### EXTRAIT CHOISI
* * *

(…) David remonta la rue principale, les mains
dans les poches, essayant de se donner l’air dégagé. Ce serait dur d’avoir des
amis ici ; il en avait l’amer pressentiment. On allait lui en faire baver,
c’est sûr. P’pa était complètement à côté de ses pompes quand il s’imaginait
qu’il allait se faire des copains.
Alors qu’il passait devant une petite maison de
pierre rose, il aperçut la première grille, cachée par un volet. Il comprit
qu’il suffisait d’un geste pour la rabattre et obturer complètement l’espace de
la fenêtre. C’était une grille aux barreaux entrecroisés, énormes. Les sourcils
froncés, il se mit soudain à détailler chaque maison. Autour de lui toutes les
fenêtres étaient munies de grilles cadenassées. Les portes des maisons,
elles-mêmes, semblaient bizarrement volumineuses. Trop épaisses ? Il
s’approcha d’une véranda fleurie et distingua les gros boulons sur tout le
pourtour du battant. Crénom ! C’était une porte blindée ! Une vraie
porte de prison qu’on s’était contenté de barbouiller de couleur vive. Il
déglutit une salive épaissie par la poussière.
Maintenant, il marchait plus vite, faisant le
tour des pâtés de maisons. Sur les autres faces des bâtiments, les grilles
étaient encore en place, solidement enchâssées dans l’encadrement des fenêtres.
Ainsi équipée, chaque maison avait l’air d’une prison ou d’un asile de fous.
Toutes les portes étaient en acier renforcé et l’on sentait, dans chaque
architecture, la volonté de réduire les ouvertures au maximum. La ville était
en réalité constituée d’une juxtaposition de petites forteresses maquillées à
la peinture rose ou blanche et décorées de géraniums.

* * *

### TRAVAIL À FAIRE
a – Dans l'extrait sur la ville aux fenêtres grillagées, relevez tout ce à quoi les maisons ou la ville sont comparées.
b – Écrivez la suite de l'extrait sur la ville aux fenêtres grillagées, en reprenant après sa dernière phrase.
Les données ne proviennent pas de la même source que l'extrait.

### JEU DE DONNÉES
* * *

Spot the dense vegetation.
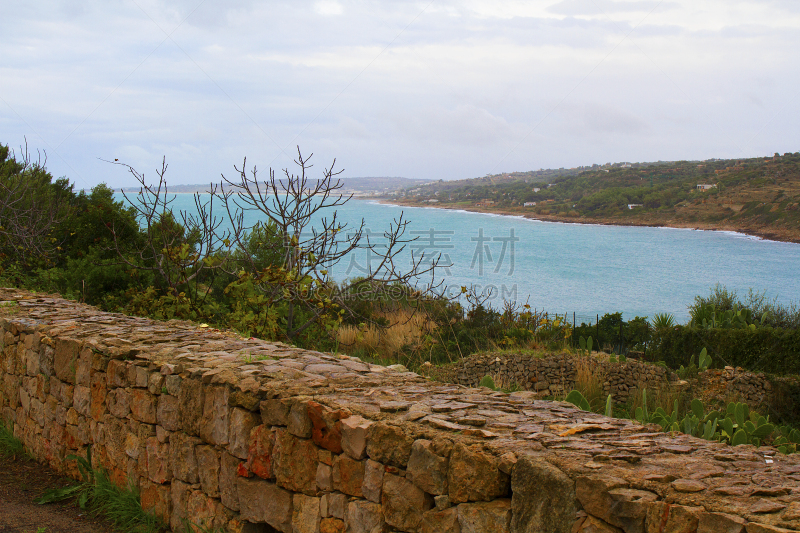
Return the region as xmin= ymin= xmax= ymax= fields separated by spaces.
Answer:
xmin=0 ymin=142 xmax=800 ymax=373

* * *

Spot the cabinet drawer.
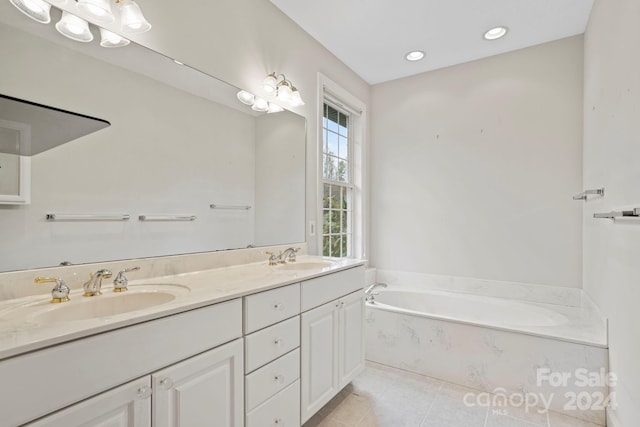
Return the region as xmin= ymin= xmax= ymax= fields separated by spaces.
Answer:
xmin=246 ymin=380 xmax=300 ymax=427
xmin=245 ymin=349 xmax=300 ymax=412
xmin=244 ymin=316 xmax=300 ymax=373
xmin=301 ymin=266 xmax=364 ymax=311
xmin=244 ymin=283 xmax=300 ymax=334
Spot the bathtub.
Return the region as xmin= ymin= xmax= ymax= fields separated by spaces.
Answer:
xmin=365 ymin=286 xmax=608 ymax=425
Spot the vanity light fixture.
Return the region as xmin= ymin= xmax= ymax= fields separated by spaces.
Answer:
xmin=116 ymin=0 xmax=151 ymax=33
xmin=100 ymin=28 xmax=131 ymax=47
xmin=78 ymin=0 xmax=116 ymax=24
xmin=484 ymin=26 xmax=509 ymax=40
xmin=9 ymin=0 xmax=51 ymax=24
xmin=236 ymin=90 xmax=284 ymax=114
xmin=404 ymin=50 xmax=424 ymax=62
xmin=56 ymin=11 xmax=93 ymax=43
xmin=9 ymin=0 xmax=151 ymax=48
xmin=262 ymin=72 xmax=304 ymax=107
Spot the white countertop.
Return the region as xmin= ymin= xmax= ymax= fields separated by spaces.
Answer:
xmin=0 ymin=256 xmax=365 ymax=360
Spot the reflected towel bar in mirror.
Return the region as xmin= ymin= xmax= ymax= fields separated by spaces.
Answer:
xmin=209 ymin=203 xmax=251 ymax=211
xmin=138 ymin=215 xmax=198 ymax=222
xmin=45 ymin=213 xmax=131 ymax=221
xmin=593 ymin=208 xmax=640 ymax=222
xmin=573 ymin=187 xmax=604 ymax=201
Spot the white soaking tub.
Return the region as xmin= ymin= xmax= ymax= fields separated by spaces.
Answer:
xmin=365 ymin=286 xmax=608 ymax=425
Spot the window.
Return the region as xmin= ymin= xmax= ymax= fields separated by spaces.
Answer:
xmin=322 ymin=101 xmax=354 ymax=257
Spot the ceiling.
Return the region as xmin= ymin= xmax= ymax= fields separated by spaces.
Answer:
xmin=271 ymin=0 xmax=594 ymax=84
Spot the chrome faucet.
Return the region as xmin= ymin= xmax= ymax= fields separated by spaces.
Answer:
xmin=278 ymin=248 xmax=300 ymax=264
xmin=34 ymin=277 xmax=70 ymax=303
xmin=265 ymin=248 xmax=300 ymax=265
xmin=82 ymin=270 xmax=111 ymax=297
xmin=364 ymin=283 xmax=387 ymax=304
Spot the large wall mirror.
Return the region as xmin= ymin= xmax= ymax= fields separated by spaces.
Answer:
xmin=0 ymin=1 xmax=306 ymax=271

* * *

### RÉPONSES PAR TÂCHE
a –
une prison
un asile de fous
une juxtaposition de petites forteresses

b –
David s’arrêta étourdi. Devant lui, se
dressaient les ateliers d’une grande forge d’où s’échappait un concert de coups
de marteau. Des grilles, encore marbrées par la morsure bleue des flammes,
refroidissaient contre un mur. Il y en avait assez pour équiper toutes les
cellules d’une prison d’Etat, et le moins qu’on puisse dire c’est qu’on les
avait conçues pour résister aux efforts de bagnards particulièrement baraqués.
Un jet d’étincelles fusa des profondeurs du
hangar, comme un avertissement. David battit prestement en retraite. Dans la
cour d’une maison il vit un poulailler dont les barreaux entrecroisés
constituaient une cage inviolable. Des poulets déplumés se pavanaient au centre
de cette prison dans laquelle on aurait plus volontiers imaginé un tigre ou un
gorille. Les renards étaient donc si féroces dans le coin ? David se passa
la main sur le visage. Il transpirait dur et respirait mal. Un chien s’approcha
derrière un grillage, les crocs découverts. Il était constellé de cicatrices
grossièrement recousues par une main inexperte.
« Un chien de combat, songea David. Comme
celui qui nous a attaqués l’autre jour… »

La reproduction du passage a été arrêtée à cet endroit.